_Requirements_. Copy the following records word for word, keeping every line as it stands.

_Task inputs_.
----

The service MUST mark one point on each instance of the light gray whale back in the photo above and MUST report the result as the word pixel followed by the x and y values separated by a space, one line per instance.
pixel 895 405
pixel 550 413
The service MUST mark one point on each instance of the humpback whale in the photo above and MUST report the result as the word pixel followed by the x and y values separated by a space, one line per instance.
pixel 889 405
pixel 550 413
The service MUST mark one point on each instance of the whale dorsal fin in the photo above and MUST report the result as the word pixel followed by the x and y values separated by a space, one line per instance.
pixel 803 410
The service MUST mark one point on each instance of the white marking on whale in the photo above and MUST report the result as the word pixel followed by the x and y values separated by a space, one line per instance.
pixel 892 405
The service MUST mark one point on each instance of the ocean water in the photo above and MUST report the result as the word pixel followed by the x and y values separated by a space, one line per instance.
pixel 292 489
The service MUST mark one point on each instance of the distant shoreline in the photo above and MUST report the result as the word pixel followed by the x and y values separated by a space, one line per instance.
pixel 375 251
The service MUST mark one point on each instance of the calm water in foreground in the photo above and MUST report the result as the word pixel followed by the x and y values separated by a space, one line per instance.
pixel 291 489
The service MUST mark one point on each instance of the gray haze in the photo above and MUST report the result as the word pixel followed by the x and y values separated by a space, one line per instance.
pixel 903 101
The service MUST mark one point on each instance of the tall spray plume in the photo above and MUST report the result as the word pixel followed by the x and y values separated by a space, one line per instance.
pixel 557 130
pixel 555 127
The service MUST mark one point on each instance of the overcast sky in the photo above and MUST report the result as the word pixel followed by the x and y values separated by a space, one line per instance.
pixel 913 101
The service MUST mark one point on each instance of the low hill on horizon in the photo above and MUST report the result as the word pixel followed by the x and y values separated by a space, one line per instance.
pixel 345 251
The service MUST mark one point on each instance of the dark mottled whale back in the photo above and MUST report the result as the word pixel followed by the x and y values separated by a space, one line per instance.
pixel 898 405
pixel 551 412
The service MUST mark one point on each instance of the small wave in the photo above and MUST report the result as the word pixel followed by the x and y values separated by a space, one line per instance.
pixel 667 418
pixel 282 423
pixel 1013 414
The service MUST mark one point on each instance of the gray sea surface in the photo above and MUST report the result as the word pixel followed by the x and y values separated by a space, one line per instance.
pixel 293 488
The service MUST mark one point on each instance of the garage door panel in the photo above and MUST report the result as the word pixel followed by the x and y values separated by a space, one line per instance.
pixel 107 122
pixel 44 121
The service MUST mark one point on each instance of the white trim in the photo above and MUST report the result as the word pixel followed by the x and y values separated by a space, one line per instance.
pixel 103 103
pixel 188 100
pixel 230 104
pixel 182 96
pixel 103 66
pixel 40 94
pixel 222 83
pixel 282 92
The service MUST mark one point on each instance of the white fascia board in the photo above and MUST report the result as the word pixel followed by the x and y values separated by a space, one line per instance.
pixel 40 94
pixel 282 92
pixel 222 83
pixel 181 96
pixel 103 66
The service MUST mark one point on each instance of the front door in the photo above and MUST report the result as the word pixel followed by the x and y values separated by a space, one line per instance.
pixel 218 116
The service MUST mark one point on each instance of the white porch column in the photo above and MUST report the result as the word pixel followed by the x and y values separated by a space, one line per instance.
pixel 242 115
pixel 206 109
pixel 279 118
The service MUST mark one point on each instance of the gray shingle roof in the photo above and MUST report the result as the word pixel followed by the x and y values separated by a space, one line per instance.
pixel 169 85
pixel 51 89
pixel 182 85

----

_The completed task_.
The service MUST mark one point on each instance of the light gray whale back in the photo above and MUST report the result as the word pixel followed by the x and y values separated by a space, one line per instance.
pixel 895 405
pixel 550 413
The service MUST mark one point on each instance of the humpback whale in the photo above and MUST report the result as the word pixel followed by the x and y values separated by a space, one line per instance.
pixel 889 405
pixel 550 413
The service MUST mark one point on each instance of the whale dorsal fin in the photo above and MUST report the result as the word pixel followed by the x and y values separated by a space, one line per instance.
pixel 803 410
The service MUST mark one point on each instance of the white marking on whale in the photo above and MUST report the result as the word pixel followed by the x and y values separated by a space, one line per instance.
pixel 892 405
The service MUST mark one point on each instance of the ocean water in the photo above and MUST report the result as the word pixel followed by the x and y values separated by a space, one line per instance.
pixel 292 489
The service MUST mark one point on each instance of the distant shoreline in the photo above and MUST report the result as the word pixel followed by the x and y values separated by a space, one line per instance.
pixel 375 251
The service MUST mark one point on each instance of the calm water in foreground in the photo above and MUST report the result as the word pixel followed by the x and y values separated by a space, one line per instance.
pixel 291 489
The service MUST mark one point on each instance of the gray haze in the photo above and MUST report the result as the word pixel followed by the x and y values separated by a space, one line per instance.
pixel 903 101
The service MUST mark one point on each instance of the tall spray plume in the photo above and MUST report the result as the word pixel followed by the x and y values separated by a space, one line per instance.
pixel 557 130
pixel 555 127
The service MUST mark one point on each instance of the overcast sky in the photo above and MUST report the result as the word pixel followed by the x and y values separated by a space, one line per instance.
pixel 913 101
The service MUST mark one point on each instance of the low hill on horizon in the photo above and MUST report the result as the word pixel followed by the x and y values separated by a space, one line per instance.
pixel 345 251
The service MUST mark one point on each instance of the dark mottled whale back in the photo above and MUST report the result as the word pixel followed by the x and y values separated by a space, one line per instance.
pixel 898 405
pixel 551 412
The service MUST mark one point on each instance of the small wave in the photo above and MUST report the result as the word pixel followed by the x and y values separated by a space, one line per instance.
pixel 667 418
pixel 282 423
pixel 1013 414
The service MUST mark one point on each instance of the gray sea surface in the photo above and MUST report the result as the word pixel followed by the x and y values separated by a space, one line per instance.
pixel 293 488
The service MUST mark one point on each instance of the garage door panel in the photo above and MUST report the result as the word pixel followed by the x and y values separated by a space, one line per instance.
pixel 107 122
pixel 44 121
The service MUST mark one point on each instance of the white trim in the photo above and MUST report the result as the word pixel followed by the x and y values separated by a space, one line per instance.
pixel 103 103
pixel 188 100
pixel 230 104
pixel 182 96
pixel 103 66
pixel 40 94
pixel 222 83
pixel 282 92
The service MUST mark one point on each instance of the white fascia board in the photo above and MUST report the result as the word pixel followed by the x and y values separated by a space, one line per instance.
pixel 40 94
pixel 282 92
pixel 222 83
pixel 181 96
pixel 103 66
The service MUST mark one point on each instance of the front door in the photo above and MUST report the result as the word pixel followed by the x and y values separated by a space, one line per instance.
pixel 218 116
The service MUST mark one point on each instance of the white porch column in the photo above and MUST report the result as the word pixel followed by the x and y values separated by a space, one line per instance.
pixel 242 115
pixel 206 109
pixel 279 118
The service MUST mark one point on each instance of the gray shingle roof in the photo above and MUST report the result as the word pixel followed by the x and y values separated by a space, one line per instance.
pixel 169 85
pixel 51 89
pixel 182 85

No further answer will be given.